Excerpted text:

%%

A new BBC drama starring actor Steve Coogan portraying notorious paedophile and sex offender Jimmy Savile hits screens tonight (Monday, October 9).

BBC One's The Reckoning follows Savile's career - from DJ-ing in music halls in the north of England in the early 1960s to hosting hugely successful shows such as Top of the Pops and Jim'll Fix It - and examines why he never had to face consequences for his actions.

It is believed that Savile had approximately 500 victims who were as young as two years old over his lifetime. 

The controversial series has been equally criticised and praised for its handling of the extremely sensitive subject matter.

Since the revelations about the crimes committed by Jimmy Savile emerged in 2012, there has been a plethora of documentaries exploring his heinous crimes.

Here we take a look at some of those:

When Louis Met... Jimmy Savile

In the year 2000, years before Jimmy Savile was unmasked as a predatory sex offender, acclaimed filmmaker Louis Theroux met and interviewed him at length for a BBC documentary.

Savile was a household name and charity fundraiser as well as Louis' childhood hero. Known for his eccentric behaviour, Louis tried to get under the skin of Savile and get a glimpse of the man behind the public persona.

At one point Theroux raises the rumours of paedophilia which became more widely known after Savile's death, which Savile denied.

For 15 years, Theroux agonised about letting Savile off the hook when they first met.

%%

Explore the material:
(a) Repeat, word for word, the stretch of the Savile article from "A new BBC drama" through "for his actions.".
(b) According to the Savile article, which actor plays Jimmy Savile in The Reckoning?
(c) Pick up the Savile article after its last sentence and keep writing.

Data supplied:
%%

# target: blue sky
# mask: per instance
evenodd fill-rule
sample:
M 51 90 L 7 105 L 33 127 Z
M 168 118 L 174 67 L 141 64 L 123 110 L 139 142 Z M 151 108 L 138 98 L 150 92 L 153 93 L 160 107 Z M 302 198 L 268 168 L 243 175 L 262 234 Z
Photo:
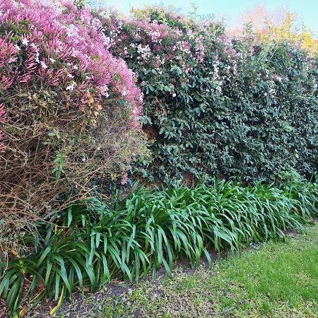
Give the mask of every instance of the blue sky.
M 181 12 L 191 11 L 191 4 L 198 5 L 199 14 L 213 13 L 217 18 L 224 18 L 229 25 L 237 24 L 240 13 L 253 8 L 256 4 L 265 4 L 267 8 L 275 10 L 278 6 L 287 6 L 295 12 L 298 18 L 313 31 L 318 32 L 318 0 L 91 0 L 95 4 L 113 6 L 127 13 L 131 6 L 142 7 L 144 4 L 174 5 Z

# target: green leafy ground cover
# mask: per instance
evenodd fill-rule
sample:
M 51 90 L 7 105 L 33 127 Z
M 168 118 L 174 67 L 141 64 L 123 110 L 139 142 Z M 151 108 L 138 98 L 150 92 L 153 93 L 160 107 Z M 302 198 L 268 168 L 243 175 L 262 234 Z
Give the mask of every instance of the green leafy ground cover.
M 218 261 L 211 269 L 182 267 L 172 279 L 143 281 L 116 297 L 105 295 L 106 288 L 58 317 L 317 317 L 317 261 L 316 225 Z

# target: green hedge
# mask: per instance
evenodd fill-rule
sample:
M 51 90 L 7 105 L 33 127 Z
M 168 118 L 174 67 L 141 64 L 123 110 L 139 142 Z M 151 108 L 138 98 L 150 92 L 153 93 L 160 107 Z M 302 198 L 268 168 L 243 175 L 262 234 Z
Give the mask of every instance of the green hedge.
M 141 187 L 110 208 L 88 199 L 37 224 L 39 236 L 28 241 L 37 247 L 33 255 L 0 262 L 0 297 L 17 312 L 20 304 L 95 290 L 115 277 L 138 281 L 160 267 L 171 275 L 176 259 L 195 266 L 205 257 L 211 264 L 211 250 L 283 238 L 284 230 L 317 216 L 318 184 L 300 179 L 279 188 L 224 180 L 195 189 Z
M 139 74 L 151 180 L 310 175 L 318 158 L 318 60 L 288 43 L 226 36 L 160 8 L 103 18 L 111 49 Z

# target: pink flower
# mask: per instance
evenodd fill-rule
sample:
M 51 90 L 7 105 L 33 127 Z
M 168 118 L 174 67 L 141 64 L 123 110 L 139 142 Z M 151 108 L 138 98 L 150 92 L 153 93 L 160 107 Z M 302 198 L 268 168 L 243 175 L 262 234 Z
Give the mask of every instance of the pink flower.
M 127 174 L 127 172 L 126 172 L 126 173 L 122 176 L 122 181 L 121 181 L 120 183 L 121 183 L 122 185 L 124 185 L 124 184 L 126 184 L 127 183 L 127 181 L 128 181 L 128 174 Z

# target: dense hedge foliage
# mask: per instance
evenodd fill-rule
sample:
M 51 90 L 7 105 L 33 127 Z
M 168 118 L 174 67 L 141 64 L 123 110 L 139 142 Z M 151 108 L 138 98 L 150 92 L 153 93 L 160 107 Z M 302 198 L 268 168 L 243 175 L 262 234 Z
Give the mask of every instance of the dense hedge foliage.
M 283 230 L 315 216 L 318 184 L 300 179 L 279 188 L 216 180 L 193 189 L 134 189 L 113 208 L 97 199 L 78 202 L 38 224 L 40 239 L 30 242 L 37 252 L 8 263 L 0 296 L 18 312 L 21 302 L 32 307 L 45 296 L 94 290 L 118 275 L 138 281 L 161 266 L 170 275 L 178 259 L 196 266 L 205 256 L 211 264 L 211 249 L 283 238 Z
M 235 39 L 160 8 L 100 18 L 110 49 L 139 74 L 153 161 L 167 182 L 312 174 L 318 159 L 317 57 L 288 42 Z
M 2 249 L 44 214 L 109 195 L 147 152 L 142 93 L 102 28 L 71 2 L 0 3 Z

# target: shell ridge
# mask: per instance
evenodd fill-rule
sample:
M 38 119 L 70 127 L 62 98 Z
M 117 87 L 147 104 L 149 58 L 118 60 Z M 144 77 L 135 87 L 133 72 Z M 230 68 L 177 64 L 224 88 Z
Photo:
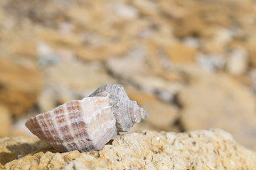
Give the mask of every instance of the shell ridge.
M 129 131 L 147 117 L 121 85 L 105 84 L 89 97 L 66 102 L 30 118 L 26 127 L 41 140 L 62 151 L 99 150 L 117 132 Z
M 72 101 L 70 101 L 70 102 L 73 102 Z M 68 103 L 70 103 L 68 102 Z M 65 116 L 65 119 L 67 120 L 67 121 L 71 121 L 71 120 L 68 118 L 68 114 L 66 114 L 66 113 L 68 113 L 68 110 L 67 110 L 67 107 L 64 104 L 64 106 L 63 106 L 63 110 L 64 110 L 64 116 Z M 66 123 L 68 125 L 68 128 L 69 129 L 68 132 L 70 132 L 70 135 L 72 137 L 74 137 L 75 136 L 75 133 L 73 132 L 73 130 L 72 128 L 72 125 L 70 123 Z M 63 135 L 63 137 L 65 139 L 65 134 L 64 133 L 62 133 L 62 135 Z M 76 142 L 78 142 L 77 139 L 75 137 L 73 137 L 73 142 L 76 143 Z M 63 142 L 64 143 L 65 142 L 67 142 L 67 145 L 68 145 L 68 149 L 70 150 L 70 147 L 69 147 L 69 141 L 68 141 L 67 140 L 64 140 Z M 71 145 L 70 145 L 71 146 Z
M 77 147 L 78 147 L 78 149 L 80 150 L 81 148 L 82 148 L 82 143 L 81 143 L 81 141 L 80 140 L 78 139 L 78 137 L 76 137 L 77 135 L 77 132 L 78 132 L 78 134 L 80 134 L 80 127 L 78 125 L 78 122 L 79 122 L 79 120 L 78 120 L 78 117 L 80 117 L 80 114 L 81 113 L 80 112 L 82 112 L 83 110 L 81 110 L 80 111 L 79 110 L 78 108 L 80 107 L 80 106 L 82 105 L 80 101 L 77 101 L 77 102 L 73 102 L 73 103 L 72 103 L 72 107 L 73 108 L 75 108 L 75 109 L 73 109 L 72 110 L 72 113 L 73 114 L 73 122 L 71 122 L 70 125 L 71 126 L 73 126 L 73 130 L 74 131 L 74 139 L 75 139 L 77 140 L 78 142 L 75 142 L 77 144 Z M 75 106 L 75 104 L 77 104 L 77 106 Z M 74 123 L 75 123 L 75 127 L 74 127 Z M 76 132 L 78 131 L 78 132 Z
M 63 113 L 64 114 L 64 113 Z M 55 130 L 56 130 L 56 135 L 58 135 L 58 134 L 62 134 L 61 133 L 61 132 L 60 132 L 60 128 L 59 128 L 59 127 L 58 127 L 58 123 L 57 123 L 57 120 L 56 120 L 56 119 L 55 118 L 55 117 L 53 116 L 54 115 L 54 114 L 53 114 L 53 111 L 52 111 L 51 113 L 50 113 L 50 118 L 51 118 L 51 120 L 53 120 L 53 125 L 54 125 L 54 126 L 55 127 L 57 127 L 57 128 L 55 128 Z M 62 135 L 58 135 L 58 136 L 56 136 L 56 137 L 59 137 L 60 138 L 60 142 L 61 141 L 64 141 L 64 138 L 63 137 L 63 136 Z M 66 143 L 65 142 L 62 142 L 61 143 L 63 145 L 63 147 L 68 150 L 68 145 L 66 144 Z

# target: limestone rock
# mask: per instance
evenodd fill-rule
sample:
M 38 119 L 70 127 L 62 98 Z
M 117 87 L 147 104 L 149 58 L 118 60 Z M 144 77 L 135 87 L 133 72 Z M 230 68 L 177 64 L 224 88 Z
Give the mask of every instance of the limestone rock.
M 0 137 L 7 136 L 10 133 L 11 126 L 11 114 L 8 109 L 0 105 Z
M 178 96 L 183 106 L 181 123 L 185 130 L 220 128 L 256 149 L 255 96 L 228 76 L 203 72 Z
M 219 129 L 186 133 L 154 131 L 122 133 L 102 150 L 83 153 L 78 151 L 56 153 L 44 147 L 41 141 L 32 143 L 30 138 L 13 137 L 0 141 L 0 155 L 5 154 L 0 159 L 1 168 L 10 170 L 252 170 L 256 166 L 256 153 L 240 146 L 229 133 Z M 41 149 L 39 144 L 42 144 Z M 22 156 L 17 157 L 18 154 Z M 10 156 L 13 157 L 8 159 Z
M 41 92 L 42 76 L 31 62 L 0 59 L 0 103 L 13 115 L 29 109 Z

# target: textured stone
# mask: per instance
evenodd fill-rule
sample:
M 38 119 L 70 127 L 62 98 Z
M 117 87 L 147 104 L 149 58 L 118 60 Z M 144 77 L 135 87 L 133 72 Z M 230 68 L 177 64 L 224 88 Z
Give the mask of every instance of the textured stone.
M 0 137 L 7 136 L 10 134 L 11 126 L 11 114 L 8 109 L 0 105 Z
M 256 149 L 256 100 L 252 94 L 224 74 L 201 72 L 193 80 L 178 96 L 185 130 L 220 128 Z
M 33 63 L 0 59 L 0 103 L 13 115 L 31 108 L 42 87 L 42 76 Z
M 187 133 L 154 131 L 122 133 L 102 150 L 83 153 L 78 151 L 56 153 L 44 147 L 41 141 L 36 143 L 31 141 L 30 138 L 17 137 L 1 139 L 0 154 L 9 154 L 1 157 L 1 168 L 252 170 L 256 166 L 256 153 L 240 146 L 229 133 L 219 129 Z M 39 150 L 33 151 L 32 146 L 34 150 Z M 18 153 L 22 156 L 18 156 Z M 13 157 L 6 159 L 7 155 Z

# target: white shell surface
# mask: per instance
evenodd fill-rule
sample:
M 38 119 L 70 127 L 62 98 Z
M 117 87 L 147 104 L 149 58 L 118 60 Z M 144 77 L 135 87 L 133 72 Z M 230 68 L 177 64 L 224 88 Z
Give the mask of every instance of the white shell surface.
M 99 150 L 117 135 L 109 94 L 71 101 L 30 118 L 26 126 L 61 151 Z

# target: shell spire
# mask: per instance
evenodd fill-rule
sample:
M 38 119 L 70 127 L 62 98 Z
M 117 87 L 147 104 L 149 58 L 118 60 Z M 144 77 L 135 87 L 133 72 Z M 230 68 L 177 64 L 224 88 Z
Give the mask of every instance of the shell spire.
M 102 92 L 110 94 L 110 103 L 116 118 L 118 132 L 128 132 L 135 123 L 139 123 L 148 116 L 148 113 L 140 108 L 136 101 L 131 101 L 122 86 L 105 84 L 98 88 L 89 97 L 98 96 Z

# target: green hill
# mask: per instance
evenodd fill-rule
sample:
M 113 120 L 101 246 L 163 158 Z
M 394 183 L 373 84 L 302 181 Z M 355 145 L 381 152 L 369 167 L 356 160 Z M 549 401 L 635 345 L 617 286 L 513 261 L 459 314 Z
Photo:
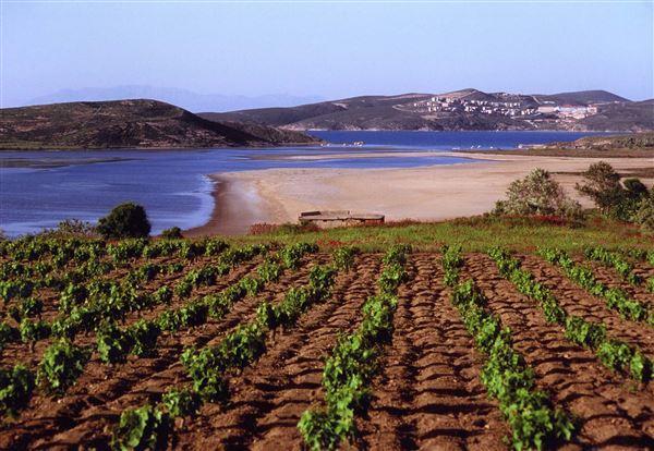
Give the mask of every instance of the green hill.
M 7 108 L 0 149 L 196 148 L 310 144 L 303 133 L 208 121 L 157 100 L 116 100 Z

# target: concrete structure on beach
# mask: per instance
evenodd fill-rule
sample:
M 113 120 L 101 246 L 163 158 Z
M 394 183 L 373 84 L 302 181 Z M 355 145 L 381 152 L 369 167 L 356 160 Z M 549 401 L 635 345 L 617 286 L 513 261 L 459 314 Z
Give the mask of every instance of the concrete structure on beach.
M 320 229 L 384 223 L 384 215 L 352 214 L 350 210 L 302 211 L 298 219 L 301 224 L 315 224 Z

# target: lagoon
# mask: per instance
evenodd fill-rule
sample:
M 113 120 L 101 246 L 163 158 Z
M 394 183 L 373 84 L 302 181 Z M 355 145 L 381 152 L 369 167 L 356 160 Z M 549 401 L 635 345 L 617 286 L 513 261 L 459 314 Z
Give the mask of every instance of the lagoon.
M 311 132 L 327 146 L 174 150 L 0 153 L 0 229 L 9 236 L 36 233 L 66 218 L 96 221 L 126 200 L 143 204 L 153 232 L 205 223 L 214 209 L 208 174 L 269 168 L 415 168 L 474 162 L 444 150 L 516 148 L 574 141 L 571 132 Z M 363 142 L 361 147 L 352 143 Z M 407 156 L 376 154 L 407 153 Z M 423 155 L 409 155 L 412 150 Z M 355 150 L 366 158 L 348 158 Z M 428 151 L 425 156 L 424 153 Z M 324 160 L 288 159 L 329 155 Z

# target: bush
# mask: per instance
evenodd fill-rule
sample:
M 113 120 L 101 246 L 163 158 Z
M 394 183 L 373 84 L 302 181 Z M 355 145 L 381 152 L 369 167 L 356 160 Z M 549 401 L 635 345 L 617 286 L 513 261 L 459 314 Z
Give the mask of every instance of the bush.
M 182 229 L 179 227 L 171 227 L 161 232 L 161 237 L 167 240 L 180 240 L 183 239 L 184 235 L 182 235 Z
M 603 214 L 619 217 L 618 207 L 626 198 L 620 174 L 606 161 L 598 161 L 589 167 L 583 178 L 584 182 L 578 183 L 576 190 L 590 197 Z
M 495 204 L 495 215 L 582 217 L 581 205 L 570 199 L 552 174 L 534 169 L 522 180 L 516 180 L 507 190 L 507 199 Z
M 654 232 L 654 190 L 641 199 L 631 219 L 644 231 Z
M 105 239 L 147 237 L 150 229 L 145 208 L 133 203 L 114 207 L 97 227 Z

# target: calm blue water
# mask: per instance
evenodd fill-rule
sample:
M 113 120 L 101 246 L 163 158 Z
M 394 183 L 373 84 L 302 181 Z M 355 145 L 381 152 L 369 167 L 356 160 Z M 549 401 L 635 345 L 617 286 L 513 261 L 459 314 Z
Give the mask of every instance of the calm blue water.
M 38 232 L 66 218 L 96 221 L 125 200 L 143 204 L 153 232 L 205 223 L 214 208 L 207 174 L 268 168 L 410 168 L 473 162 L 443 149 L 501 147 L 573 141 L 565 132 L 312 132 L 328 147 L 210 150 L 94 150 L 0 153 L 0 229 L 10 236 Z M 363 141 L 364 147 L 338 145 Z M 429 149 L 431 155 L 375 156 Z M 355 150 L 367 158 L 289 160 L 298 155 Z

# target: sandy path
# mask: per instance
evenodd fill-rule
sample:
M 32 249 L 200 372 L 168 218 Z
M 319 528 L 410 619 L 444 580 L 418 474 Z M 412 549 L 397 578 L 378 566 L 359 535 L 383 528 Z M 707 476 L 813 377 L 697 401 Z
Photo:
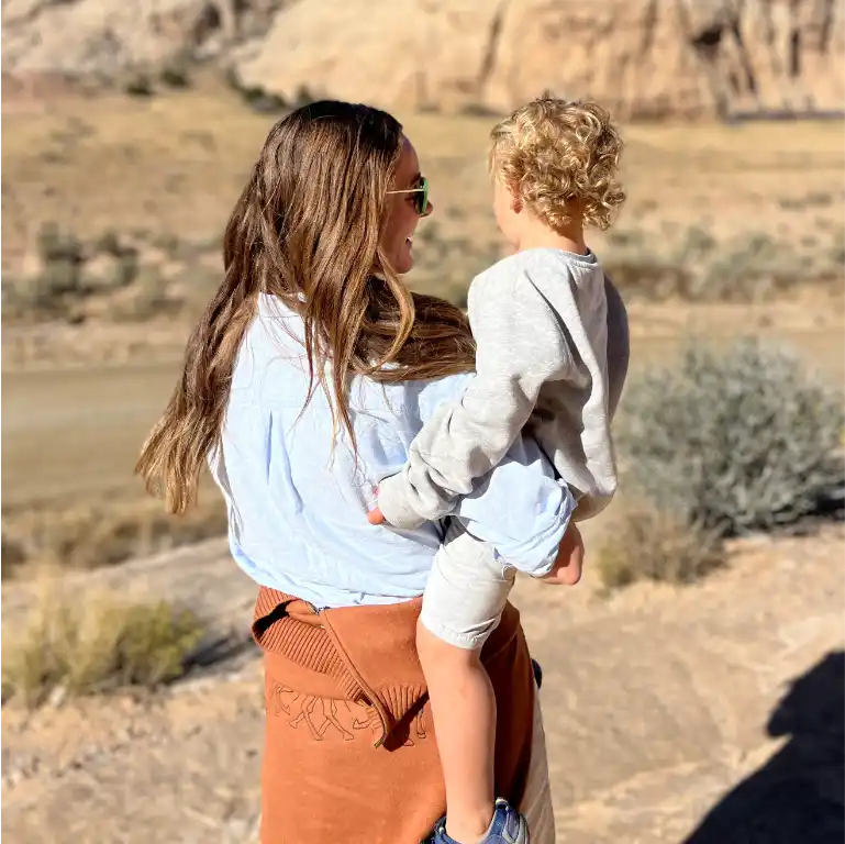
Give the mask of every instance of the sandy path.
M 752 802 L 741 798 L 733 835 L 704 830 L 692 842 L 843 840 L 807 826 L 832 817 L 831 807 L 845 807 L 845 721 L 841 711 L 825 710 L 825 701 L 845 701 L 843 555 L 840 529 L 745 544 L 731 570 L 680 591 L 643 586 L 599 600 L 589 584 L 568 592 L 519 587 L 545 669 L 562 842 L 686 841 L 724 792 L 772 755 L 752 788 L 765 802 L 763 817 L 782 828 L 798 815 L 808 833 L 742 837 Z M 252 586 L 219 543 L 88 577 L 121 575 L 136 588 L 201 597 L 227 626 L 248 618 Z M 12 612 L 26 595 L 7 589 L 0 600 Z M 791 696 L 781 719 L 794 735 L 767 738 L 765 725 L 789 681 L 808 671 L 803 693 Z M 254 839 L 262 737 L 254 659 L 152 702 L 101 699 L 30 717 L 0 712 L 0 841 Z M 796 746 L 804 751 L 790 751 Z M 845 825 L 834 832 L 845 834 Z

%%

Results for the exercise:
(a)
A new BBC drama starring actor Steve Coogan portraying notorious paedophile and sex offender Jimmy Savile hits screens tonight (Monday, October 9).

BBC One's The Reckoning follows Savile's career - from DJ-ing in music halls in the north of England in the early 1960s to hosting hugely successful shows such as Top of the Pops and Jim'll Fix It - and examines why he never had to face consequences for his actions.

(b) Steve Coogan

(c)
Louis Theroux: Savile 

Louis Theroux: Savile is a sequel to When Louis Met ... Jimmy, the award-winning film from the year 2000. 

Many praised Theroux at the time – and even more after the truth about Savile emerged in 2012 – for having the courage to ask him about rumours of child abuse. However, Theroux questioned if he was responsible for Jimmy Savile escaping exposure as a paedophile.

He speaks to victims and former employees of Savile, underscored by seeing old creepy clips of the previous documentary, asking each of them what they thought of When Louis Met ... Jimmy.

“I thought: poor Louis – he’s really been hoodwinked,” says a woman abused by Savile as a schoolgirl, while Savile’s secretary for three decades declares that the documentary-makers were fooled by a “good liar.”

After talking to a woman who was abused by Savile while a patient at Stoke Mandeville hospital, Theroux checks: “You feel that I was gullible and silly?” Yes, she does.

The Guardian's Mark Lawson said: "Louis Theroux: Savile is a bleak, strange, compelling film. But with regard to societal and corporate guilt, it feels like a cabin-boy taking the blame for a ship sinking."

Jimmy Savile: A British Horror Story

Reviewing the Netflix programme for The Independent, Louis Chilton said, "Netflix's two-part documentary is a slick and occasionally devastating portrait of Savile's evil life, but the subject matter proves too thorny for the standard true crime treatment."

Netflix's synopsis reads: "TV star Jimmy Savile charmed a nation with his eccentricity and philanthropy. But sexual abuse allegations expose a shocking unseen side of his persona."

As well as colleagues, associates and victims of Savile, some of the public figures interviewed for the series include:

  • Lynn Barber – journalist
  • Ian Hislop – editor of Private Eye and Have I Got News For You panellist
  • Mark Lawson – television critic
  • Martin Young – television reporter
  • Meirion Jones – investigative journalist
  • Roger Ordish – BBC producer of Jim'll Fix It
  • Dominic Carman – journalist
  • Robin Butler – Civil Servant and Private Secretary to prime minister Margaret Thatcher
  • Alison Bellamy – journalist and Savile's biographer
  • Selina Scott – television journalist
  • Marjorie Wallace – investigative journalist and founder of the charity SANE
  • Carine Minne – forensic psychotherapist.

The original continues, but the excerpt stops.